Entries —
※

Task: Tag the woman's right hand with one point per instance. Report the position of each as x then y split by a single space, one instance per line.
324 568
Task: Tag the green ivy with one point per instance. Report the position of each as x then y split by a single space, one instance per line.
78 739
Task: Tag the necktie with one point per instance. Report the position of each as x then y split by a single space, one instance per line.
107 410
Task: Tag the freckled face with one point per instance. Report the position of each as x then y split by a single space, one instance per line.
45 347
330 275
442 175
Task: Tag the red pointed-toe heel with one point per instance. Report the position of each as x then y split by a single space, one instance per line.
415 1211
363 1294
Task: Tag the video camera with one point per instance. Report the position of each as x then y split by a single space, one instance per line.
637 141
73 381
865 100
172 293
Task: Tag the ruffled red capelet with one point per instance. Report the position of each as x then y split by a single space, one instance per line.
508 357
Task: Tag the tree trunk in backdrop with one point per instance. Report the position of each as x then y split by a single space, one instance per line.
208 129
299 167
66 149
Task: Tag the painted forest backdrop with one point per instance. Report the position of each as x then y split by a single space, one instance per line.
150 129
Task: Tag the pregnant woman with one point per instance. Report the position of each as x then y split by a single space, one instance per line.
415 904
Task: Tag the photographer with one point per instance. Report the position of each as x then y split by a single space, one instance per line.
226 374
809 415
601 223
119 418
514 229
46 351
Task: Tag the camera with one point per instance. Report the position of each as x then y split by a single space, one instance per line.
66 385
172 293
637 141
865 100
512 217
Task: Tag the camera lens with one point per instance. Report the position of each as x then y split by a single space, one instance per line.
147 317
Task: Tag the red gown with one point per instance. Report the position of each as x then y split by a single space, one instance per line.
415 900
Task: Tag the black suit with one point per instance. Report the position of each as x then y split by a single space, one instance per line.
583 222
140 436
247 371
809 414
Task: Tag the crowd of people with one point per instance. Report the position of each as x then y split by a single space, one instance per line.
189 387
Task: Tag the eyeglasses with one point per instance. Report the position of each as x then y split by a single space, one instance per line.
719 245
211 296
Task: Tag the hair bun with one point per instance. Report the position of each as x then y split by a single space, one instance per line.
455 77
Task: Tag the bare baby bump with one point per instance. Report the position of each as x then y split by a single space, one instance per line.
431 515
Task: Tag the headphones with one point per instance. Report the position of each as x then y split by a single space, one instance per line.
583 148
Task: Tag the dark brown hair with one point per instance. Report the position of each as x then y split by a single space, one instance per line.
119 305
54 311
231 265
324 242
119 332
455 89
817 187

※

Give exactly the lines from the one with "Task: Tag the eyeglasses" to the end of the entries, nothing before them.

Task: Tag the eyeglasses with one point per instance. Report the position of each as x then y split by a single space, one instance per line.
719 245
211 296
Task: Tag the hair bun with one point per instance. Report the position of each as x then y split by a single space, one instance per line.
455 77
Task: Tag the bare baby bump with one point per instance. Report the position of each as x then y split by a single space, one instance per line.
431 515
Task: Tag the headphones with one point per instance. Report the position of each as x then y split by a single space, one instance per line.
583 148
Task: Tag the dark brown hair with one point per instance. Report the position of each as x then y split by a single space, one instance per line.
119 305
54 311
231 265
324 242
119 332
455 89
817 187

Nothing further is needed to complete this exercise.